[Dataset rows]
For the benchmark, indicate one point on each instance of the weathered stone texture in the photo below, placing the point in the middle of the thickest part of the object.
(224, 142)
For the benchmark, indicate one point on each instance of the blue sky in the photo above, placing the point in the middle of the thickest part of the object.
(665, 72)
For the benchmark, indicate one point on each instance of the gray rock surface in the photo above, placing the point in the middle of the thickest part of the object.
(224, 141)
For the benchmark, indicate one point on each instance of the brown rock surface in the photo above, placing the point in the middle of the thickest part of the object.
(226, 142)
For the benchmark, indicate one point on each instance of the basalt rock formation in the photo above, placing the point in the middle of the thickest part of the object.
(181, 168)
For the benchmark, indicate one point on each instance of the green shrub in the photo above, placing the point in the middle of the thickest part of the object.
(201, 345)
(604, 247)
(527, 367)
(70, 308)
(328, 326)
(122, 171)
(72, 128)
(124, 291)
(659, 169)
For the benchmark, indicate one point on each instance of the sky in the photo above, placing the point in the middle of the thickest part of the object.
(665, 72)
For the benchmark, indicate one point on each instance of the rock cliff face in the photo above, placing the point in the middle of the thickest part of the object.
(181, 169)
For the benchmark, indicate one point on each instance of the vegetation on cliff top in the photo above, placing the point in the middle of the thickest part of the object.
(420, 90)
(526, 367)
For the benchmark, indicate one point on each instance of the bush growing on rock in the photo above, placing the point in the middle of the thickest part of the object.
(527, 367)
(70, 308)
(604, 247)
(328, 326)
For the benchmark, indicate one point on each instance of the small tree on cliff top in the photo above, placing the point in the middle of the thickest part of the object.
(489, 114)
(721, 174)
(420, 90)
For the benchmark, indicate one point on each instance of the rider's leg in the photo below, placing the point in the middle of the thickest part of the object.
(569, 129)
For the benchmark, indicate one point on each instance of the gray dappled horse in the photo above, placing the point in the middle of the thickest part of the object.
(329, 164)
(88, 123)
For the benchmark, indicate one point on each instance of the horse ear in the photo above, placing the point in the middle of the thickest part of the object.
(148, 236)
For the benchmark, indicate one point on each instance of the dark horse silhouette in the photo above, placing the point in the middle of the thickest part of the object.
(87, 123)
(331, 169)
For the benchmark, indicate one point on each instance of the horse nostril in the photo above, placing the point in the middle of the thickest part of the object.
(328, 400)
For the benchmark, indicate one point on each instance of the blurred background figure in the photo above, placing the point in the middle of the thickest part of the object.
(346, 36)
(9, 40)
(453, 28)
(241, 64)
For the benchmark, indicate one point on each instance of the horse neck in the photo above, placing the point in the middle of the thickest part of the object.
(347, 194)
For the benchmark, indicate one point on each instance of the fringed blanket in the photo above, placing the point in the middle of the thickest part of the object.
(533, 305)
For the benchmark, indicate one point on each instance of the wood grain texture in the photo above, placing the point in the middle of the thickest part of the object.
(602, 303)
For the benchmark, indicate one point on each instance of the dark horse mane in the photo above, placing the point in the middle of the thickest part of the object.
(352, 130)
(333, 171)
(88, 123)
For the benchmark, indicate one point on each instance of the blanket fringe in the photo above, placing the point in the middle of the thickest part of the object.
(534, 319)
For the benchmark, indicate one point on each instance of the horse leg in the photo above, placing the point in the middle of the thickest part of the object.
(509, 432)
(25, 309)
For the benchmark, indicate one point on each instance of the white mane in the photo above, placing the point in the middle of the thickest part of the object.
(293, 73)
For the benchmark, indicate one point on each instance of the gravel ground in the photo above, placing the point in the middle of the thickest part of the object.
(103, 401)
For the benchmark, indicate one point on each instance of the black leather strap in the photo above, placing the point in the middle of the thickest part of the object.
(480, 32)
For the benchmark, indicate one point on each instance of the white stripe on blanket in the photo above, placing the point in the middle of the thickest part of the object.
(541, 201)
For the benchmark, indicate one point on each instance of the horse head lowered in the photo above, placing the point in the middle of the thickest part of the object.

### Exercise prompt
Copy the records above exactly as they appear.

### Solution for this task
For the benchmark, indicate one point on each instance of the weathered stone texture in the photo below, placing the point in the middle of the thickest part of the object.
(224, 142)
For the benchmark, indicate one point on each instance of the blue sky in the photo above, placing the point in the middle of the thickest part of the object.
(665, 72)
For the benchmark, indicate one point on each instance of the gray rock surface in the photo above, placing the point in the middle of the thickest part of the object.
(224, 141)
For the benchmark, indicate one point on each instance of the brown rock surface in the photo above, placing the point in the middle of the thickest part of the object.
(226, 142)
For the benchmark, indicate one point on each instance of the basalt rock formation in the photo above, placing the point in the middle of the thickest part of the object.
(181, 168)
For the benchmark, indicate one point on each instance of the green shrub in the photo above, placing the point in the middle of the thickest part of the object.
(201, 345)
(604, 247)
(527, 367)
(70, 308)
(328, 326)
(122, 171)
(72, 128)
(124, 291)
(659, 169)
For the benchmark, indicate one point on each instance of the sky in the photo above, placing the point in the middle of the thickest part of the object.
(665, 72)
For the benchmark, indicate one point on each instance of the rock cliff face in the photo above, placing the point in the middle of the thickest part of the object.
(181, 169)
For the benchmark, indicate one point on each instance of the vegetation on cliff top in the photo above, placing the point in the middle of the thickest part of the object.
(420, 90)
(526, 367)
For the benchmark, indicate one point on each instance of the bush growing on rock in the photo above, placing the point in the middle of the thickest part of the object.
(527, 367)
(70, 308)
(604, 247)
(328, 326)
For the benchmark, indicate one point on each instance of the small tree on cliff top in the photo above, placing the point in the middle of the thickest part of the object.
(489, 114)
(721, 174)
(420, 90)
For the benchmark, indicate one point on each instance of the rider's leg in the photo below, placing the point in the middle of the thickest part of the object.
(569, 129)
For the benchmark, indicate one point on each instance of the gray dappled horse in the photo above, placing the point in the middle of the thickest part of the object.
(329, 164)
(88, 123)
For the benchmark, indicate one point on each instance of the horse ear in the photo above, placing the point in the middle of the thickest part of the object.
(148, 236)
For the benchmark, indicate one point on each instance of the dark horse silhouette in the photo above, placing the point in the middle of the thickest part of the object.
(87, 123)
(331, 169)
For the benchmark, indicate one point on each instance of the horse nostril in the photo above, placing the point in the middle of the thickest part of the object.
(328, 400)
For the benchmark, indicate one point on each instance of the blurred background figure in the photo above, placing the point in the middle of the thickest part of the object.
(346, 36)
(9, 40)
(453, 28)
(241, 64)
For the benchmark, indicate one point on each instance of the horse neck in the photo above, placing the point in the middle of the thickest part of the object.
(347, 194)
For the benchmark, indicate one point on each instance of the fringed blanket in the photo above, placing the point in the middle of the thickest part of the object.
(533, 305)
For the benchmark, indicate one point on each instance of the wood grain texture in the photo above, placing the point in the middle of the thickest part of the object.
(602, 303)
For the benchmark, indicate one point on each instance of the dark horse mane in the photo above, placing the point in the middle of the thickest part of the object.
(352, 130)
(333, 171)
(88, 123)
For the benchmark, indicate one point on each instance of the blanket fringe in the photo above, placing the point in the middle of the thickest part of the object.
(534, 319)
For the benchmark, indicate one point on each instance of the horse leg in the photo above, placing the point in the middle of the thickest part of the object.
(509, 432)
(25, 309)
For the benchmark, indicate one point on each instance of the white mane in the photo above, placing the point in the middle of the thickest part of the object.
(293, 73)
For the benchmark, indicate one point on each instance of the gravel ground in the photo above, placing the point in the middle of the thickest part of the object.
(103, 401)
For the benchmark, indicate one point on each instance of the black leather strap in the photo above, placing the point in the middle of the thickest part of the object.
(480, 32)
For the benchmark, indicate one point on each instance of the white stripe on blanket in the photo above, placing the point in the middle of the thickest part of the object.
(541, 201)
For the benchmark, indicate one point on each instance of the horse head lowered in the photo above, placing the point in the middle of the thickest part of the object.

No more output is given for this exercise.